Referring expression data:
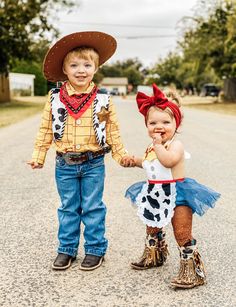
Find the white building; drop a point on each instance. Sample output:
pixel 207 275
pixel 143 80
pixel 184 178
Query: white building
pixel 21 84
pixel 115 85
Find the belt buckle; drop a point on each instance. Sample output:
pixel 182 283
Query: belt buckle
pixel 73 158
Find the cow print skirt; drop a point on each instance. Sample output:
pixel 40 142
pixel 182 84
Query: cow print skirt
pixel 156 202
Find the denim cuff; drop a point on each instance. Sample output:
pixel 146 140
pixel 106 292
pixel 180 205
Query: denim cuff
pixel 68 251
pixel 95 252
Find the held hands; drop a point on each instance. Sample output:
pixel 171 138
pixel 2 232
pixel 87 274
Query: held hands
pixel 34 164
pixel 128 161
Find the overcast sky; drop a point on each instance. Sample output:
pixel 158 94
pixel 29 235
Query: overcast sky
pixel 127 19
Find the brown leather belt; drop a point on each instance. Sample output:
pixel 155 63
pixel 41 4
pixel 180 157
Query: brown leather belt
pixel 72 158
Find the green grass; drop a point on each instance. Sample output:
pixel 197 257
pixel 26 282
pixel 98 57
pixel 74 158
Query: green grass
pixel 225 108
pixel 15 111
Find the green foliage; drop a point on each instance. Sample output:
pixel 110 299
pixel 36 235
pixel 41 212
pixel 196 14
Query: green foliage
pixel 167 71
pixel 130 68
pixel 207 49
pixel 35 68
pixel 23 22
==
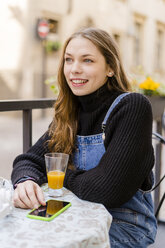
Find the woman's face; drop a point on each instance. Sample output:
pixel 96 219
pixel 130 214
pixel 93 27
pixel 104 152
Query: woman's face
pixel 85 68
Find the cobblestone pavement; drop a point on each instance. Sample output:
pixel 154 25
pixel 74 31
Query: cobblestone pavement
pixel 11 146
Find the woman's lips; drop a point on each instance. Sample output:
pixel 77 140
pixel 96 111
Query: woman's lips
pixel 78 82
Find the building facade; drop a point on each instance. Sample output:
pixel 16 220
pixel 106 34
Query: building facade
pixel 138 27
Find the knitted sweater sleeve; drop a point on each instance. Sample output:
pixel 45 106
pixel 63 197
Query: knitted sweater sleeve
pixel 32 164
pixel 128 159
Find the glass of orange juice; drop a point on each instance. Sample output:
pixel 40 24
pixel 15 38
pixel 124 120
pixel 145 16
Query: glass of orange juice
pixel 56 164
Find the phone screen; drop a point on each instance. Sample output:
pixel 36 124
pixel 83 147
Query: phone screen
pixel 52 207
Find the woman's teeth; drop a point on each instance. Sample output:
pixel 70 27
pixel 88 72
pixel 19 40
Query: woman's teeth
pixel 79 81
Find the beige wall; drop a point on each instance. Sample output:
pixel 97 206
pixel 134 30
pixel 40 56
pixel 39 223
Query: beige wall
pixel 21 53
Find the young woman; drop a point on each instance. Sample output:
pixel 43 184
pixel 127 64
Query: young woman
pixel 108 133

Task prompt: Take the stretch of lines above from the one containing "pixel 106 292" through the one containing "pixel 74 158" and repeat it exactly, adding no other line.

Task response:
pixel 106 292
pixel 180 205
Query: denim cuff
pixel 68 251
pixel 95 252
Find the held hands; drop a point on each instance. Sample output:
pixel 171 138
pixel 2 232
pixel 87 274
Query: held hands
pixel 34 164
pixel 128 161
Find the overcast sky; drop a point on each instance. Sample output:
pixel 158 94
pixel 29 235
Query: overcast sky
pixel 127 19
Find the brown leather belt; drop a point on each instance. Sample output:
pixel 155 63
pixel 41 4
pixel 180 157
Query: brown leather belt
pixel 72 158
Find the green grass; drop a point on each instance. Sample output:
pixel 197 257
pixel 26 282
pixel 98 57
pixel 74 158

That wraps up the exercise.